Passage shown -
Submitted by WA Contents
Chicago Architecture Biennial collaborates more than 40 citywide partner sites and organizations
United States Architecture News - Jul 08, 2019 - 00:42 11148 views
The Chicago Architecture Biennial has announced its new partner sites and collaborations with organizations.The biennial's program will collaborate with more than 40 sites and organizations across the city of Chicago to activate independent programming, in coordination with the Biennial, resulting in a citywide exploration of architecture, space, the environment, history, and community.
The new partner sites will serve both as host venues and produce independent exhibitions that expand on the Biennial’s exploration of the forefront of contemporary architectural and spatial practice and thought.
The Chicago Architecture Biennial is the largest exhibition of contemporary architecture, art and design in North America. The Biennial, which is free and open to the public, will open the central exhibition in the Chicago Cultural Center on September 19, 2019 and run through January 5, 2020.
Museum of Contemporary Art Chicago. Image by Peter McCullough. Image © MCA Chicago
The third edition of the biennial will be led by Artistic Director Yesomi Umolu, a contemporary art curator, and co-curators Sepake Angiama, a curator whose work centers on education, and Paulo Tavares, a Brazil-based architect and academic.
Ranging from the Art Institute of Chicago to the Danish Art Foundation and the Graham Foundation to the Chicago Cultural Alliance, these organizations represent many of Chicago’s leading institutions and organizations, each contributing perspectives that draw out unique stories that are particularly relevant to their programming and public and that resonate with the 2019 Biennial, titled ...and other such stories.
The storied Chicago Cultural Center acts as the main venue for the Chicago Architecture Biennial. A former library, the Chicago Cultural Center will again serve as the main exhibition space for the Biennial, featuring projects created by more than 80 participants from more than 20 countries.
Museum of Contemporary Art Chicago, exterior rear view. Image © MCA Chicago
Extending the reach of the Biennial’s own satellite locations at Overton Elementary School, the National Public Housing Museum’s future site at the former Jane Addams Homes, Sweet Water Foundation, Homan Square with the School of the Art Institute, American Indian Center Chicago and the Jane Addams Hull House Museum, this edition’s partner sites and their related programming will activate the entire metropolis.
"I’m proud that so many of Chicago’s cultural institutions and organizations are collaborating and engaging together and with people throughout the entire city," said Mayor Lori E. Lightfoot.
"I’m excited that my first year as Mayor will include this type of cultural alliance that connects memory, history, civil and environmental rights as they relate to architecture while addressing some of the key issues impacting Chicago’s citizens."
The Art Institute of Chicago. Griffin Court. Image courtesy of the Art Institute of Chicago
"The participation of organizations across the city in the Biennial is always critical to our work, and is especially so with this edition, which is deeply focused on the lived experience of people in the spaces they occupy," noted the Biennial’s Executive Director Todd Palmer.

Directives -
- 1) Copy the Biennial article word for word from "The new partner" to "January 5, 2020.".
- 2) Write the next part of the news article on the Chicago Architecture Biennial's partner sites, starting after its final sentence.

[Extracts from a box-labeled dataset]

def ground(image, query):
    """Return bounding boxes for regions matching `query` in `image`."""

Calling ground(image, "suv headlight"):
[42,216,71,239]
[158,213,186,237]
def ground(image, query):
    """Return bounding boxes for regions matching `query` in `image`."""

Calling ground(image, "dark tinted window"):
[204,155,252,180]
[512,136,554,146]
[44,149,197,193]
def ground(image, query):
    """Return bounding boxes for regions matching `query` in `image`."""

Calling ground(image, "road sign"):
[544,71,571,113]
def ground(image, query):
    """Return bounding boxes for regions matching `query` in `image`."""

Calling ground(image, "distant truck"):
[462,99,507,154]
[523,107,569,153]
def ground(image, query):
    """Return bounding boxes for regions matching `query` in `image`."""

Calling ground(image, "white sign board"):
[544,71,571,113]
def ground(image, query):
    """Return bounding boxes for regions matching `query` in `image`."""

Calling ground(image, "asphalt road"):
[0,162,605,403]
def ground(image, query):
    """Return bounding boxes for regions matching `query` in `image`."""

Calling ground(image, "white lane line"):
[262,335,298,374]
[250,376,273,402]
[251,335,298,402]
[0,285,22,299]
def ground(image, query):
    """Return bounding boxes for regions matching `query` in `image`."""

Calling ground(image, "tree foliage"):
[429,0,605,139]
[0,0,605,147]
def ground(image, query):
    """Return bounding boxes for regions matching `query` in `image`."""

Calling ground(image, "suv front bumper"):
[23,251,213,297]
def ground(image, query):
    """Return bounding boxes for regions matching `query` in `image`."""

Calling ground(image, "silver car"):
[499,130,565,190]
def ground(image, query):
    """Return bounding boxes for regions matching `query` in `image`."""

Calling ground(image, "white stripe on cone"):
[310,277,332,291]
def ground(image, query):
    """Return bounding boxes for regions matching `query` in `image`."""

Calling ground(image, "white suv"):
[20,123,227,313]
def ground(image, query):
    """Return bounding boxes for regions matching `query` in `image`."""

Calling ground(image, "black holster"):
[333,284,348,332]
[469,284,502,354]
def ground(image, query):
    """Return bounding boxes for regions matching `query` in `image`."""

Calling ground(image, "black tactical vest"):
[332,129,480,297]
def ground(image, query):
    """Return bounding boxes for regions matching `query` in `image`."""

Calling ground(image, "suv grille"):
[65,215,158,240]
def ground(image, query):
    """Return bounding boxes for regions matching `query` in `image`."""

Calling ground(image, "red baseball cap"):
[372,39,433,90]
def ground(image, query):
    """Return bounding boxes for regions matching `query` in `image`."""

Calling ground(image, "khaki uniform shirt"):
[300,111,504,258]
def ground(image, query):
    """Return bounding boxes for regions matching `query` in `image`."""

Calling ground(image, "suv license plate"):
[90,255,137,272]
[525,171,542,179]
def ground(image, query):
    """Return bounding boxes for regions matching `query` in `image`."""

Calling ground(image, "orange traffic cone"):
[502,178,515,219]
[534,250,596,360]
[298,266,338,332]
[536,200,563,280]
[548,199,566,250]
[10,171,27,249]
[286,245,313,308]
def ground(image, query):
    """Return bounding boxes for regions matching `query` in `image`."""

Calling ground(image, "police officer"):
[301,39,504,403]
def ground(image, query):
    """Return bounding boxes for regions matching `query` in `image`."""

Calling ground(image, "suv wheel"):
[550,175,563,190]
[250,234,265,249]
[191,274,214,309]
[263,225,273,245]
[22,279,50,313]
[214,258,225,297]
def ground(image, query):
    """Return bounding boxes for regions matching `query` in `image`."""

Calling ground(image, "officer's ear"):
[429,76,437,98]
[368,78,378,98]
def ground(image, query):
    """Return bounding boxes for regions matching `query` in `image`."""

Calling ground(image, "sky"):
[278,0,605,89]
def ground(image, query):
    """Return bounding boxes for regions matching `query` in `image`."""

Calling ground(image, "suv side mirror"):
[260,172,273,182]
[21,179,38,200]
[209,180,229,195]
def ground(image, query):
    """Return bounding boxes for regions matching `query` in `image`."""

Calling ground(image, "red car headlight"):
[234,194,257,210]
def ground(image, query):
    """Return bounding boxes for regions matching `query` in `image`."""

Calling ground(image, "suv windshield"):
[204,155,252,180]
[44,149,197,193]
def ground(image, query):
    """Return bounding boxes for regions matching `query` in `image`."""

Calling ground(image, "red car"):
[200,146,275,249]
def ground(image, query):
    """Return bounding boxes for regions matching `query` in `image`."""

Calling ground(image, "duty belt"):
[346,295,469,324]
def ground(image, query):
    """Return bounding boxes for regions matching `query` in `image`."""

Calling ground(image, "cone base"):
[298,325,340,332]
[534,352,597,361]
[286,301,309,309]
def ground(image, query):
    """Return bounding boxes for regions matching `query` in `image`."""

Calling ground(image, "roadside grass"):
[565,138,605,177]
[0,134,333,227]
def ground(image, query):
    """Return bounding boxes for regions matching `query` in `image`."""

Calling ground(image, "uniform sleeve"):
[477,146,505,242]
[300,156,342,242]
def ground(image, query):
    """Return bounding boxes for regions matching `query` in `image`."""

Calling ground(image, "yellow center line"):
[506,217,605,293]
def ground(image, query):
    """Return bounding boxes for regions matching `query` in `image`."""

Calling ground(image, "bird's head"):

Expected outputs -
- 1)
The new partner sites will serve both as host venues and produce independent exhibitions that expand on the Biennial’s exploration of the forefront of contemporary architectural and spatial practice and thought.
The Chicago Architecture Biennial is the largest exhibition of contemporary architecture, art and design in North America. The Biennial, which is free and open to the public, will open the central exhibition in the Chicago Cultural Center on September 19, 2019 and run through January 5, 2020.

- 2)
"We are so excited to see the full city coming alive with programming in conversation with one another, engaging publics from across communities and around the world, exploring the significance of architecture today."
Additionally, the Biennial will continue its work with the Community Anchor sites - the six museums and institutions which expand the presence of the Biennial beyond the Loop and into neighborhoods across Chicago. These sites, comprised of the Beverly Arts Center, DePaul Art Museum, Hyde Park Art Center, DuSable Museum of African American History, National Museum of Mexican Art and National Museum of Puerto Rican Arts and Culture, will connect local publics to the questions raised by the core Biennial exhibitions through learning initiatives and programs, and as venues of the Biennial link broad audiences from across Chicago and internationally to the ways in which neighborhoods are addressing urban and environmental challenges through the ongoing arts and cultural exhibitions and programs at these sites.
The Art Institute of Chicago. View of Michigan Avenue Entrance. Image courtesy of the Art Institute of Chicago
In support of the Biennial’s mission to create a forum to present the vanguard of thinking on contemporary architecture both to the field and the broader public in Chicago, the Graham Foundation has named and committed multi-year support to fund the position of Artistic Director for the 2019 and 2021 editions of the Biennial.
The Artistic Director position, which is appointed by the board each year, is held by the Director and Curator of University of Chicago’s Logan Center, Yesomi Umolu for the 2019 edition.
Sarah Herda, one of the inaugural Artistic Directors of the Biennial and the current director of the Graham Foundation, noted, "we are thrilled to support the Artistic Director position, which plays a vital role in each edition to bring thought-leaders from around the world and across the city in a collective conversation on the past, present, and future of architecture."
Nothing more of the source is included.